## ФОРМУЛИРОВКА ЗАДАНИЯ
Выпишите из приведённого ниже материала все строки, в которых встречается слово "girl".

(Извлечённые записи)
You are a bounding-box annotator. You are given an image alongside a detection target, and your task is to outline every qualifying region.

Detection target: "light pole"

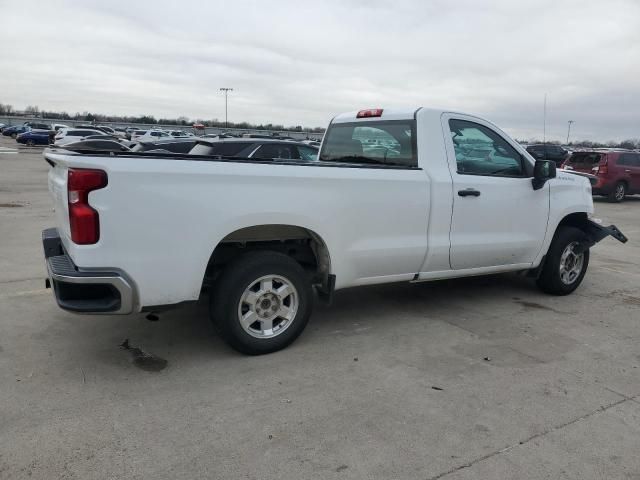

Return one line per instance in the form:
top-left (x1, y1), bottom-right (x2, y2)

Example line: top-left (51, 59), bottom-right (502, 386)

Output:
top-left (567, 120), bottom-right (575, 145)
top-left (220, 87), bottom-right (233, 128)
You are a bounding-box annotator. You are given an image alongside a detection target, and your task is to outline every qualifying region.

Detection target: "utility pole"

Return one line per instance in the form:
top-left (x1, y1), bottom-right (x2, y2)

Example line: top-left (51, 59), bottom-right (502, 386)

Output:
top-left (567, 120), bottom-right (576, 145)
top-left (220, 87), bottom-right (233, 128)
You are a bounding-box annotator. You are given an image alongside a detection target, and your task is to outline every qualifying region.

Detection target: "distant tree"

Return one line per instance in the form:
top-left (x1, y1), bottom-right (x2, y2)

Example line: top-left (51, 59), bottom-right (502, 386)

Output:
top-left (620, 139), bottom-right (640, 150)
top-left (24, 105), bottom-right (40, 116)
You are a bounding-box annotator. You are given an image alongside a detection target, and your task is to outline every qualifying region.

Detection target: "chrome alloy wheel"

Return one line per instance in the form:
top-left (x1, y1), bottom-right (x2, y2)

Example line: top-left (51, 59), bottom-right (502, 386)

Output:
top-left (238, 275), bottom-right (299, 338)
top-left (560, 242), bottom-right (584, 285)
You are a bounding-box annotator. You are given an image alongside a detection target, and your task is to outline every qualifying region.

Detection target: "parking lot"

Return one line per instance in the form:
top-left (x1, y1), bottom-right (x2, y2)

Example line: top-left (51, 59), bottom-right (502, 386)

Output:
top-left (0, 137), bottom-right (640, 480)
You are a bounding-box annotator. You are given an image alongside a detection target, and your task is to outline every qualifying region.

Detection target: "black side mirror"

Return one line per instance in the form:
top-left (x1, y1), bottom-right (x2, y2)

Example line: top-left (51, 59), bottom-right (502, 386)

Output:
top-left (531, 160), bottom-right (556, 190)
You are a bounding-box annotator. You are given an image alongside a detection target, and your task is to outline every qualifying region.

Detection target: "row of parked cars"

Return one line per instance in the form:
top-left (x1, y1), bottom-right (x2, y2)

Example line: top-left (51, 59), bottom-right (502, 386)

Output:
top-left (2, 124), bottom-right (320, 161)
top-left (526, 144), bottom-right (640, 202)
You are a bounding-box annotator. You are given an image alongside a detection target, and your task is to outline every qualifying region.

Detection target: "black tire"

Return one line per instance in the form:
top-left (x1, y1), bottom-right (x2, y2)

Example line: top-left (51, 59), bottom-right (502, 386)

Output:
top-left (536, 226), bottom-right (589, 295)
top-left (607, 182), bottom-right (627, 203)
top-left (209, 251), bottom-right (313, 355)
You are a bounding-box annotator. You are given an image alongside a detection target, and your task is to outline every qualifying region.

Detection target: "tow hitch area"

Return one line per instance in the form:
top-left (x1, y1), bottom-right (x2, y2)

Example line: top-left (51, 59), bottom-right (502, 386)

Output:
top-left (577, 220), bottom-right (628, 253)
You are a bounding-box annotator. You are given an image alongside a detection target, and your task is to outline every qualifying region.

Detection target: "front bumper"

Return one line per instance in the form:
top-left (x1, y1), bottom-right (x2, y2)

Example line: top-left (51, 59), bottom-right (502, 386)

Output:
top-left (576, 220), bottom-right (628, 253)
top-left (42, 228), bottom-right (134, 315)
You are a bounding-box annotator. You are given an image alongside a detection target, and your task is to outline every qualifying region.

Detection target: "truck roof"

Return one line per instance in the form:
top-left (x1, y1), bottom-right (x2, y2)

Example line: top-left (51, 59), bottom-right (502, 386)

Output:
top-left (331, 107), bottom-right (461, 123)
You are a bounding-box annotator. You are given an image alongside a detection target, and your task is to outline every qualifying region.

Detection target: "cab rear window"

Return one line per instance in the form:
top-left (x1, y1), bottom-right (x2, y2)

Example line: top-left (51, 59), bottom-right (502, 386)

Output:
top-left (566, 152), bottom-right (602, 168)
top-left (320, 120), bottom-right (418, 167)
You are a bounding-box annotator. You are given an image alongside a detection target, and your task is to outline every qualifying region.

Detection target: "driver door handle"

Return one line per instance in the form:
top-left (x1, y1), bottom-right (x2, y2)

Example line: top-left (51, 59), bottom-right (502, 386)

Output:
top-left (458, 188), bottom-right (480, 197)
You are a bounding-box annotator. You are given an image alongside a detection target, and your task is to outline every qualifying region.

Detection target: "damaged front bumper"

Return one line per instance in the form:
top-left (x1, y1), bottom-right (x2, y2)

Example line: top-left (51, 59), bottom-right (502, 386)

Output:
top-left (576, 220), bottom-right (628, 253)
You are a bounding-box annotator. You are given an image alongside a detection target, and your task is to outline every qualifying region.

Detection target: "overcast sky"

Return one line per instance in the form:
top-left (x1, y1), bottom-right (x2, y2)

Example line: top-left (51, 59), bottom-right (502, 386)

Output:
top-left (0, 0), bottom-right (640, 141)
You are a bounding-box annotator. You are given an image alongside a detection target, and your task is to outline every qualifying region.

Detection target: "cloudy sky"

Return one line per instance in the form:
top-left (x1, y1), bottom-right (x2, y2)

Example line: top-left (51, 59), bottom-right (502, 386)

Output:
top-left (0, 0), bottom-right (640, 141)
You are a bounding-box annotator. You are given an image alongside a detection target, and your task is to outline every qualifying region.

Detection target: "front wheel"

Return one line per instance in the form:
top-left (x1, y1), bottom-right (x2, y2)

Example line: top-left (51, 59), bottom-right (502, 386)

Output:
top-left (607, 182), bottom-right (627, 203)
top-left (537, 226), bottom-right (589, 295)
top-left (210, 251), bottom-right (313, 355)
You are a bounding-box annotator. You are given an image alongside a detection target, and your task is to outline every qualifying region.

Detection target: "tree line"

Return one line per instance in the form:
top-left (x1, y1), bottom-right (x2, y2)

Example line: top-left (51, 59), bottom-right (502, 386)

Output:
top-left (0, 103), bottom-right (325, 133)
top-left (516, 138), bottom-right (640, 150)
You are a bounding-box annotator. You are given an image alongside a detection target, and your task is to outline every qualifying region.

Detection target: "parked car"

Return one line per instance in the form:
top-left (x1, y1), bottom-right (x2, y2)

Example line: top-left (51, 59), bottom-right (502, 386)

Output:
top-left (53, 127), bottom-right (106, 145)
top-left (2, 125), bottom-right (31, 138)
top-left (527, 144), bottom-right (569, 167)
top-left (131, 137), bottom-right (196, 153)
top-left (563, 150), bottom-right (640, 202)
top-left (16, 129), bottom-right (49, 146)
top-left (124, 127), bottom-right (139, 140)
top-left (189, 138), bottom-right (318, 161)
top-left (62, 135), bottom-right (131, 152)
top-left (129, 130), bottom-right (147, 142)
top-left (132, 129), bottom-right (172, 141)
top-left (42, 108), bottom-right (626, 354)
top-left (24, 122), bottom-right (51, 130)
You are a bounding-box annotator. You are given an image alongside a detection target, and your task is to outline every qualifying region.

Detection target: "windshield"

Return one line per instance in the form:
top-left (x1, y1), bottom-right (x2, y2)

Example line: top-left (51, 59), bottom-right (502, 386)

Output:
top-left (320, 120), bottom-right (418, 167)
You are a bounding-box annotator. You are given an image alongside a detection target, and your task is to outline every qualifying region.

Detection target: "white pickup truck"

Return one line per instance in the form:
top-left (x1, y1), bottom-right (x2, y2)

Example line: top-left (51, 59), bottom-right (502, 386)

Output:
top-left (43, 108), bottom-right (626, 354)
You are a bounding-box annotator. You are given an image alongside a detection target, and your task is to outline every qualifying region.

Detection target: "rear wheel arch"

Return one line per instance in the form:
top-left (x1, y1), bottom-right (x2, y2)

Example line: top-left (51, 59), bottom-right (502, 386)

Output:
top-left (203, 224), bottom-right (331, 288)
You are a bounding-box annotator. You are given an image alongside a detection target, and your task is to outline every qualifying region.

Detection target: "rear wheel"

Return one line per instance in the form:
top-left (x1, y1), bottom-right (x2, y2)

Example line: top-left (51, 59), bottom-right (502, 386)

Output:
top-left (537, 226), bottom-right (589, 295)
top-left (607, 182), bottom-right (627, 203)
top-left (210, 251), bottom-right (313, 355)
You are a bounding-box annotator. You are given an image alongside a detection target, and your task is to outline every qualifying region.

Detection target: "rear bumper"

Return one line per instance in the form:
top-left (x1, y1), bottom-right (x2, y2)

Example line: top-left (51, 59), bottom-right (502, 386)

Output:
top-left (42, 228), bottom-right (134, 315)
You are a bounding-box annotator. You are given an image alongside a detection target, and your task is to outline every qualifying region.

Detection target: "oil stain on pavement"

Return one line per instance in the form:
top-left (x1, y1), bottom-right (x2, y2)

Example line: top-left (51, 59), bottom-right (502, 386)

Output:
top-left (120, 338), bottom-right (169, 372)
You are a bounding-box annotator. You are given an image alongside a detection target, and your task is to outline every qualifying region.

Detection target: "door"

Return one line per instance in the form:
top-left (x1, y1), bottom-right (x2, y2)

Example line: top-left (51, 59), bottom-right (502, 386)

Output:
top-left (617, 153), bottom-right (640, 193)
top-left (443, 115), bottom-right (549, 270)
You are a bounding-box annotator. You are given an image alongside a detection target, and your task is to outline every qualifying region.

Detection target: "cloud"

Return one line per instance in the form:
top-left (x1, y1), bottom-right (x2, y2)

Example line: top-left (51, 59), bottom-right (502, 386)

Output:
top-left (0, 0), bottom-right (640, 140)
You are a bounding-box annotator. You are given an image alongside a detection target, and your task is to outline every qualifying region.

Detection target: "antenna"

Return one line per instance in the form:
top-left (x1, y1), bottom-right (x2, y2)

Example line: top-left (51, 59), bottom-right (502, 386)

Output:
top-left (542, 93), bottom-right (547, 145)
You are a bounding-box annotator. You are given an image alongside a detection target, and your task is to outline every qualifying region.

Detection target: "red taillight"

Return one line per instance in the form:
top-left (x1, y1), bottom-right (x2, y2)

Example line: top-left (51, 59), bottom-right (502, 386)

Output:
top-left (67, 168), bottom-right (107, 245)
top-left (596, 157), bottom-right (609, 175)
top-left (356, 108), bottom-right (382, 118)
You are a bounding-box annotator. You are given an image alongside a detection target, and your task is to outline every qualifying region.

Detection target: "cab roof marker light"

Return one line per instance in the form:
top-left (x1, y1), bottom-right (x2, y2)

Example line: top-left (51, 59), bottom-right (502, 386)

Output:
top-left (356, 108), bottom-right (382, 118)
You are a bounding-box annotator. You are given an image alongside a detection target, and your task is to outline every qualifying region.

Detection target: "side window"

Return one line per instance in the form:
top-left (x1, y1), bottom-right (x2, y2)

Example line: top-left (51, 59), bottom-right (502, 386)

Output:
top-left (449, 119), bottom-right (524, 177)
top-left (616, 157), bottom-right (631, 165)
top-left (253, 143), bottom-right (298, 160)
top-left (298, 145), bottom-right (318, 160)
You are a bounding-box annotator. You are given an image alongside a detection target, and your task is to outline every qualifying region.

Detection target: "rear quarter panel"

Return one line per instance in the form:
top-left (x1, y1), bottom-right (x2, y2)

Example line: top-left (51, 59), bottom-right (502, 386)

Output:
top-left (534, 170), bottom-right (593, 266)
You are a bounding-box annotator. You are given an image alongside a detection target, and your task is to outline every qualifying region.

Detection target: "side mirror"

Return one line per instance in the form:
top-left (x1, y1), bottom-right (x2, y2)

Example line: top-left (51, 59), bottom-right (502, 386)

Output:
top-left (531, 160), bottom-right (556, 190)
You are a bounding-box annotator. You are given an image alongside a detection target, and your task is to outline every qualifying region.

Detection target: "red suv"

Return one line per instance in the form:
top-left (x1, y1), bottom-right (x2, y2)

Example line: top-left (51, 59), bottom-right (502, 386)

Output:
top-left (563, 150), bottom-right (640, 202)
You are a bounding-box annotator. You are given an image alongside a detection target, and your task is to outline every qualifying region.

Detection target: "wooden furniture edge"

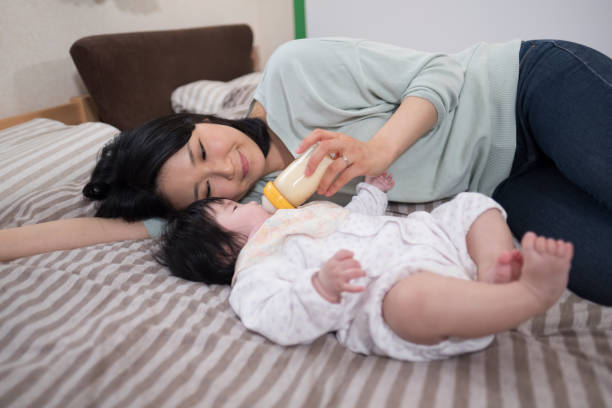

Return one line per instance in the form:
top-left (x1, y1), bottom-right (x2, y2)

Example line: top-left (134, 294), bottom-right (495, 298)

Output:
top-left (0, 95), bottom-right (98, 130)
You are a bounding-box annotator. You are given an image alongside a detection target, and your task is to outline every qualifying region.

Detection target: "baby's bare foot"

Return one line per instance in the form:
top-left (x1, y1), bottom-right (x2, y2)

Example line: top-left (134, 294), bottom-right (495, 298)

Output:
top-left (519, 232), bottom-right (574, 311)
top-left (478, 249), bottom-right (523, 283)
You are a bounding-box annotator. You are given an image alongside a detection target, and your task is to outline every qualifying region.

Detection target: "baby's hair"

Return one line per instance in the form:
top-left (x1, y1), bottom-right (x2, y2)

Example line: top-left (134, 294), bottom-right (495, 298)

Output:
top-left (155, 198), bottom-right (246, 285)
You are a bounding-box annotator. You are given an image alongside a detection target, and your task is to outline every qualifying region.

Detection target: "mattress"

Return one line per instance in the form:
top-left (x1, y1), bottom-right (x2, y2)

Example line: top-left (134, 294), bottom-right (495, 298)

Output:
top-left (0, 119), bottom-right (612, 408)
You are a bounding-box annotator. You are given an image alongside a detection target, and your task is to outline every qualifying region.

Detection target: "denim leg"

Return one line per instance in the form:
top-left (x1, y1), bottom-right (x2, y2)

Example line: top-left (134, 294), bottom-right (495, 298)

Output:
top-left (493, 162), bottom-right (612, 306)
top-left (513, 40), bottom-right (612, 210)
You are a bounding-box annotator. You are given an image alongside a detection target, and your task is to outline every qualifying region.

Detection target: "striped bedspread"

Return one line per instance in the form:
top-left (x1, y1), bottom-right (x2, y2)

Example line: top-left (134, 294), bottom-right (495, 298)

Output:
top-left (0, 119), bottom-right (612, 408)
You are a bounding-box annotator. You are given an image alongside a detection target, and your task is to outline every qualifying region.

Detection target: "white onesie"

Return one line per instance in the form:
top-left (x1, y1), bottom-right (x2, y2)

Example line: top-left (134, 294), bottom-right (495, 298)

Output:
top-left (230, 183), bottom-right (506, 361)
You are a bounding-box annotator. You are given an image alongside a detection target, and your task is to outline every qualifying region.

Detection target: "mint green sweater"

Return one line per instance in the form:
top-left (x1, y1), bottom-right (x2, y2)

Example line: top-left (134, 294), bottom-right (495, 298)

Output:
top-left (255, 38), bottom-right (520, 202)
top-left (145, 38), bottom-right (520, 236)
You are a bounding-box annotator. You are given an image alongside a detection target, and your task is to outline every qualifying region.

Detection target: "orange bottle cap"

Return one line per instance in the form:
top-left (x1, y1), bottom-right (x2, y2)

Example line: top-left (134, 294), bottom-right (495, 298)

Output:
top-left (264, 181), bottom-right (295, 210)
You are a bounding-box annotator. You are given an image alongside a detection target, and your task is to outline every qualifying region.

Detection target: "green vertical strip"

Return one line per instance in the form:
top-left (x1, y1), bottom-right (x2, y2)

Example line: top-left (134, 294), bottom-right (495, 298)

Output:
top-left (293, 0), bottom-right (306, 40)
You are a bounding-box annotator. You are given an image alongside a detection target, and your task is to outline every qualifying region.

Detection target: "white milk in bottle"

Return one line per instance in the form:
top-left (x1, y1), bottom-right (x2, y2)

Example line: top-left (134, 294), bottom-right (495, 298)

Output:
top-left (261, 145), bottom-right (333, 213)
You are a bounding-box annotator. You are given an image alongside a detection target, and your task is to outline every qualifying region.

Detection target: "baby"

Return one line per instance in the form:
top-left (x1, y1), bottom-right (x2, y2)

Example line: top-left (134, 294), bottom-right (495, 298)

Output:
top-left (158, 174), bottom-right (573, 361)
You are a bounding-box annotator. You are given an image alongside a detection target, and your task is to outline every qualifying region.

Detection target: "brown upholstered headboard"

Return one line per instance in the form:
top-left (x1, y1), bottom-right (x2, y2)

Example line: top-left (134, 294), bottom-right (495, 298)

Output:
top-left (70, 24), bottom-right (253, 129)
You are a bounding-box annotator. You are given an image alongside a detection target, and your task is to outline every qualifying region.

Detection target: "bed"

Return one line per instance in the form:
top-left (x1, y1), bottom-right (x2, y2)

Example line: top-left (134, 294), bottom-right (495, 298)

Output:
top-left (0, 25), bottom-right (612, 408)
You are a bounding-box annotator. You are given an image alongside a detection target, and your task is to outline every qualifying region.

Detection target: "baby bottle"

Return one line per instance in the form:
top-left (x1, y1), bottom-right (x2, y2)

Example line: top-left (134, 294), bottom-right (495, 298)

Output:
top-left (261, 145), bottom-right (333, 213)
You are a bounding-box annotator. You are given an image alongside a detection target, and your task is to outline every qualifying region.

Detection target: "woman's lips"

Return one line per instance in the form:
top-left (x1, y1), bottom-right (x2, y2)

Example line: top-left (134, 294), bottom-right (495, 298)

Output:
top-left (238, 152), bottom-right (249, 178)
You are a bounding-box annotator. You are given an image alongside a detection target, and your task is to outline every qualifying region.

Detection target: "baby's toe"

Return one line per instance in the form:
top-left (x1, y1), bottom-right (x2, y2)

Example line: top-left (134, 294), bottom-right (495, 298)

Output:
top-left (535, 237), bottom-right (548, 254)
top-left (521, 231), bottom-right (536, 250)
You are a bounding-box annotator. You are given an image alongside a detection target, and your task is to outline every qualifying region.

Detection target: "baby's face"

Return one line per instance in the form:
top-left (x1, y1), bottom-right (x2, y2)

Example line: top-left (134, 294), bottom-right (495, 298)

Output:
top-left (211, 199), bottom-right (270, 237)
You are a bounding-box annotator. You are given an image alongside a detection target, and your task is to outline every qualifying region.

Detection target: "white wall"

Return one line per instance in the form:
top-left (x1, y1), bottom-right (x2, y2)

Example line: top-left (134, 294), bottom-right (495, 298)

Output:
top-left (0, 0), bottom-right (293, 118)
top-left (306, 0), bottom-right (612, 56)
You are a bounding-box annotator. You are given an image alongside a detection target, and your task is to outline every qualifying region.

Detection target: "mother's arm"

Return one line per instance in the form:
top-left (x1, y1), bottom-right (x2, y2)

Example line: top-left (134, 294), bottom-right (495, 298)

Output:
top-left (0, 217), bottom-right (149, 262)
top-left (298, 96), bottom-right (438, 196)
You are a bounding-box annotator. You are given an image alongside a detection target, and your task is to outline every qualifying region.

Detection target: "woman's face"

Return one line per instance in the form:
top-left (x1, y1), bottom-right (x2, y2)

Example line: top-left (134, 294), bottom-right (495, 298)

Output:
top-left (158, 123), bottom-right (265, 209)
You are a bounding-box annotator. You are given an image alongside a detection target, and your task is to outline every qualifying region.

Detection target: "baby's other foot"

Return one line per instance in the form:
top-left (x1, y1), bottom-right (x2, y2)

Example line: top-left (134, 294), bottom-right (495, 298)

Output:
top-left (478, 249), bottom-right (523, 283)
top-left (519, 232), bottom-right (574, 311)
top-left (365, 171), bottom-right (395, 193)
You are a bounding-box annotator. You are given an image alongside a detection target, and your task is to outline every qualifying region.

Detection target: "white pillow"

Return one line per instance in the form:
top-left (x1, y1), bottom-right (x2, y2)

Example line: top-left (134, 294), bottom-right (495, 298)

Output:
top-left (171, 72), bottom-right (262, 119)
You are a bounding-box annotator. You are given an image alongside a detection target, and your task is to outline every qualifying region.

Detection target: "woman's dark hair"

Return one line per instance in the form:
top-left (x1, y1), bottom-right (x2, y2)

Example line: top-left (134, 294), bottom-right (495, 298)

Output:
top-left (155, 198), bottom-right (247, 285)
top-left (83, 113), bottom-right (270, 221)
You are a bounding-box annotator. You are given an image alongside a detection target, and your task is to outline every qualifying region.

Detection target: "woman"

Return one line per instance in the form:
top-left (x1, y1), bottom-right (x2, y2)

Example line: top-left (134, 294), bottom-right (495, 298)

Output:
top-left (1, 39), bottom-right (612, 304)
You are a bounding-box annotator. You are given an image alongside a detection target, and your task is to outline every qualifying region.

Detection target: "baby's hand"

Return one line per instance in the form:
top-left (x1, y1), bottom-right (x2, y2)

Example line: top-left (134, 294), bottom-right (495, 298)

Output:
top-left (365, 172), bottom-right (395, 193)
top-left (312, 249), bottom-right (365, 303)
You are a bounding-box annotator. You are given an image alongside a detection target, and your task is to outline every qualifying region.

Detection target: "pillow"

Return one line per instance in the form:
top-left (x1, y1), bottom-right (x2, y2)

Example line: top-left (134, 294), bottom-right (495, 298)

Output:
top-left (170, 72), bottom-right (262, 119)
top-left (0, 119), bottom-right (119, 228)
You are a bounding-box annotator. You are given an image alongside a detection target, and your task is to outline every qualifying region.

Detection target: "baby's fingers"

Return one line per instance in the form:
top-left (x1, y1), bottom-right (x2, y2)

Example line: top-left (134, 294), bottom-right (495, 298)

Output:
top-left (342, 283), bottom-right (365, 293)
top-left (340, 268), bottom-right (366, 293)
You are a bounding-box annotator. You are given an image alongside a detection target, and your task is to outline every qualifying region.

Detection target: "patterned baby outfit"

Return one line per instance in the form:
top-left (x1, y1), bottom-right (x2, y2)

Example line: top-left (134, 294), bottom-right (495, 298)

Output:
top-left (230, 183), bottom-right (506, 361)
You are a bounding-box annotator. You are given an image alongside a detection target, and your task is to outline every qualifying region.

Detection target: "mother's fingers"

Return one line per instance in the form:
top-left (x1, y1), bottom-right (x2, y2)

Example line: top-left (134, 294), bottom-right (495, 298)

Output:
top-left (295, 129), bottom-right (336, 154)
top-left (304, 134), bottom-right (350, 176)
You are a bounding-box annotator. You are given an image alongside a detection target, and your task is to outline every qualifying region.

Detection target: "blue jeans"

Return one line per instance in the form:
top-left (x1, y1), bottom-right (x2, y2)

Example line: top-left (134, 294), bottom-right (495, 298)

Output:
top-left (493, 40), bottom-right (612, 305)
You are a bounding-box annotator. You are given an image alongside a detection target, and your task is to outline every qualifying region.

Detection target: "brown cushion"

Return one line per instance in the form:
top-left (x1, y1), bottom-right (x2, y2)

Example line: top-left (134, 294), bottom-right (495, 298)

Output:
top-left (70, 24), bottom-right (253, 129)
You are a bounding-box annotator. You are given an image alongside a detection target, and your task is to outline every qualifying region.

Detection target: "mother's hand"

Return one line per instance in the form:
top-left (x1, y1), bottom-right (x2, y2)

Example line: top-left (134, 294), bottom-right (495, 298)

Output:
top-left (296, 129), bottom-right (390, 196)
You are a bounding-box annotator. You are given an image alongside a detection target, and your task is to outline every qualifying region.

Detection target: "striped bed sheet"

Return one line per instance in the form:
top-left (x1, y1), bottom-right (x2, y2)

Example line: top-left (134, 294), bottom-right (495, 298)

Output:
top-left (0, 119), bottom-right (612, 408)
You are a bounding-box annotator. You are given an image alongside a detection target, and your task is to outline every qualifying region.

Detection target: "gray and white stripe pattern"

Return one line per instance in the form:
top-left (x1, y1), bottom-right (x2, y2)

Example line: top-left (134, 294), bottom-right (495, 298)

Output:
top-left (0, 122), bottom-right (612, 408)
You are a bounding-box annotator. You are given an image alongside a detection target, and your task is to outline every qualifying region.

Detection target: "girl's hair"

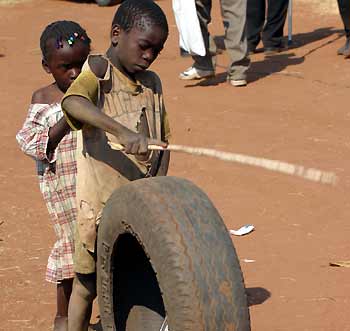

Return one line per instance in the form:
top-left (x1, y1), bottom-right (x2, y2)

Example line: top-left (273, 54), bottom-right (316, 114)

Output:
top-left (40, 21), bottom-right (91, 60)
top-left (112, 0), bottom-right (169, 34)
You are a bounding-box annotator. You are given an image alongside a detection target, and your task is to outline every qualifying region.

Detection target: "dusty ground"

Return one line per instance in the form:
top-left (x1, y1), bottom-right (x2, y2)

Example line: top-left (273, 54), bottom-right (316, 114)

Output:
top-left (0, 0), bottom-right (350, 331)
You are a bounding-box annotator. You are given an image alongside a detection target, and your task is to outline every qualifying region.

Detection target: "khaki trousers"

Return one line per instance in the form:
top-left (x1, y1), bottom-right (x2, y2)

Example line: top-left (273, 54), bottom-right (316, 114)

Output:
top-left (193, 0), bottom-right (250, 79)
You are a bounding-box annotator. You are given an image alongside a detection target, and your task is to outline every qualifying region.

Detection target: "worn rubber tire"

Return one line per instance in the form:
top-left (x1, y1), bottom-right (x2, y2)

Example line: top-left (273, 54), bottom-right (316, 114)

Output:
top-left (95, 0), bottom-right (120, 7)
top-left (97, 177), bottom-right (250, 331)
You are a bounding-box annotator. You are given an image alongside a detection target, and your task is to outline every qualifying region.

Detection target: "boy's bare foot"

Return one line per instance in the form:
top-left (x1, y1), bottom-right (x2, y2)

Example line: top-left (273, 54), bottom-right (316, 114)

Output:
top-left (53, 316), bottom-right (68, 331)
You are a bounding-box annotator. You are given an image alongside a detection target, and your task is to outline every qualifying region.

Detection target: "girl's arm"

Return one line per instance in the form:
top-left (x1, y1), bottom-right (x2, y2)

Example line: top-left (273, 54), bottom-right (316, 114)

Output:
top-left (16, 104), bottom-right (67, 162)
top-left (46, 117), bottom-right (70, 154)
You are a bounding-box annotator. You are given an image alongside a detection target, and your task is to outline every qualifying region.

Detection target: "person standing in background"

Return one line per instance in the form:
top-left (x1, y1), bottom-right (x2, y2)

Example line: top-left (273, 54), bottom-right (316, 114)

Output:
top-left (247, 0), bottom-right (288, 55)
top-left (338, 0), bottom-right (350, 59)
top-left (179, 0), bottom-right (250, 87)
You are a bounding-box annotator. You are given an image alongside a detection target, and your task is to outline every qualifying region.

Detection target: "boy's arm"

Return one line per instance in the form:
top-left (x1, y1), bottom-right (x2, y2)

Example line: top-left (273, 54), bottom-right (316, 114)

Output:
top-left (62, 95), bottom-right (167, 154)
top-left (156, 151), bottom-right (170, 176)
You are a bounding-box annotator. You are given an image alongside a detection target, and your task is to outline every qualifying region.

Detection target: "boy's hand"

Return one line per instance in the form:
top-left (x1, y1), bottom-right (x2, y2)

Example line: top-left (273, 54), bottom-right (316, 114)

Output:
top-left (119, 129), bottom-right (167, 154)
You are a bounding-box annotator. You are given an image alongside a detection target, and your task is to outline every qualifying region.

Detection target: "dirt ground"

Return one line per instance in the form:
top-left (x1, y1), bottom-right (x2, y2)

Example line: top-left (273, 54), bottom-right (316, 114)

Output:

## ОТВЕТ К ЗАДАНИЮ
Detection target: "girl's hair"
Detection target: "girl's arm"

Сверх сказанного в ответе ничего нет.